::: Text segment

In spite of the weakened economic conditions in countries around the world, electric power utilities continue to make significant financial commitments in smart grid building blocks and related automation programs. The majority of the large public and private utilities participating in the June 2009 Newton-Evans study are poised to continue many of their long-term capital investment programs as had been originally planned back in January of 2008. However, in several instances, the projects have been deferred from their initial planned start-up dates.

In a new tracking study released by the Newton-Evans Research Co., a significant majority of the 118 electric power grid officials from 36 countries participating in the CAPEX and O&M budget planning study indicated that capital spending for control systems, substation automation, smart grid-related programs, and advanced metering rollouts are largely on track albeit with some pushback in timing. However, several planned investments for transmission and distribution grid infrastructure components have been deferred for this year, but are expected to rebound perhaps as early as the fourth quarter of 2010.

On the upside were planned increases for most smart grid building blocks, based on the responses from the surveyed officials. Projects related to advanced metering infrastructure (AMI) initiatives and for substation automation and new or upgraded grid control and monitoring systems and protection and control equipment appear to be “pre-approved” at this time for 2010. Some utilities will benefit for some of these smart grid-related projects under government stimulus funding provisions, while others will proceed using their own sources of capital.

::::::

Goals =>
[A] According to the utility spending passage, how many electric power grid officials took part in the budget planning study, and from how many countries?
[B] Extract everything in the utility spending passage from "In a new tracking" down to "quarter of 2010.".
[C] Decide whether each statement agrees with the utility spending passage, and support each yes or no with a quotation from it. (i) The Newton-Evans study took place in June 2009. (ii) Every utility will fund its smart grid-related projects with government stimulus money. (iii) Deferred transmission and distribution investments may rebound as early as the fourth quarter of 2010.

::: Provided information

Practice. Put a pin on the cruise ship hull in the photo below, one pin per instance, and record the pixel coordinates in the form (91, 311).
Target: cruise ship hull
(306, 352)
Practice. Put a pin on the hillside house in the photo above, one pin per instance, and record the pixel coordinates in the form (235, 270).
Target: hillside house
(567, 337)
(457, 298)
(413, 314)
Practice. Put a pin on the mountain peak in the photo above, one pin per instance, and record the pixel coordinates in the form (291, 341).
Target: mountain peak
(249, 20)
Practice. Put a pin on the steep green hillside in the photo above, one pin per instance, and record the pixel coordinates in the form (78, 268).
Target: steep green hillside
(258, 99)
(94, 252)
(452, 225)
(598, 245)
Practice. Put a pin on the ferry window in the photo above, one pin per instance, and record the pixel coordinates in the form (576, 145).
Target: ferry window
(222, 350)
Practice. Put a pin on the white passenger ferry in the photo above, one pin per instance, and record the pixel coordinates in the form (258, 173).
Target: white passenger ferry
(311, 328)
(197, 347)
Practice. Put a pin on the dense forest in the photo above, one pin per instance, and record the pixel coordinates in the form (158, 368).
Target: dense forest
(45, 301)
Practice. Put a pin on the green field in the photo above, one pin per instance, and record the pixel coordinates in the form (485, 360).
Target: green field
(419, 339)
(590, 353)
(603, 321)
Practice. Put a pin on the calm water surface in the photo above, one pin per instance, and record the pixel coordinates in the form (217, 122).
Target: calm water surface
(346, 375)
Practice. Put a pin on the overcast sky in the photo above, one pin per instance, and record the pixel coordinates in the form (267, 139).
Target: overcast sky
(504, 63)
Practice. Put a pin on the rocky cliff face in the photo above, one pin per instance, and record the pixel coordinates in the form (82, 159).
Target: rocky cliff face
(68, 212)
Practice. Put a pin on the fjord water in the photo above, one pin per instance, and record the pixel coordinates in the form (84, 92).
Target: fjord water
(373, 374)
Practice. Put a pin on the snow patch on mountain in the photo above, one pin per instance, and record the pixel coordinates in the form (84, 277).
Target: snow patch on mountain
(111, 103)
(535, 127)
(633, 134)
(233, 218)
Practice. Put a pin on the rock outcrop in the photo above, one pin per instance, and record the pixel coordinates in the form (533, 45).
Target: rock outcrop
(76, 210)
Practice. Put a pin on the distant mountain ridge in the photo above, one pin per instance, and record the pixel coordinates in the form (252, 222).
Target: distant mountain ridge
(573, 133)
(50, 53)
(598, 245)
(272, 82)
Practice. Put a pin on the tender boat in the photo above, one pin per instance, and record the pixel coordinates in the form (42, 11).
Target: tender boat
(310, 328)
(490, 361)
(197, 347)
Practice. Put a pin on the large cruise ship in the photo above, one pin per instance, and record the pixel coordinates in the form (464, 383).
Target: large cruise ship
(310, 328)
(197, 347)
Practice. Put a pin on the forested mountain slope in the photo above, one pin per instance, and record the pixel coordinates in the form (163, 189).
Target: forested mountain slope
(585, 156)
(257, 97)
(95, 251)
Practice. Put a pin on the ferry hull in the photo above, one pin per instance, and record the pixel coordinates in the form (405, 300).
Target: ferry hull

::::::

Solutions below =>
[A] 118 officials from 36 countries.

[B]
In a new tracking study released by the Newton-Evans Research Co., a significant majority of the 118 electric power grid officials from 36 countries participating in the CAPEX and O&M budget planning study indicated that capital spending for control systems, substation automation, smart grid-related programs, and advanced metering rollouts are largely on track albeit with some pushback in timing. However, several planned investments for transmission and distribution grid infrastructure components have been deferred for this year, but are expected to rebound perhaps as early as the fourth quarter of 2010.

[C]
(i) Yes: "participating in the June 2009 Newton-Evans study"
(ii) No: "while others will proceed using their own sources of capital"
(iii) Yes: "are expected to rebound perhaps as early as the fourth quarter of 2010"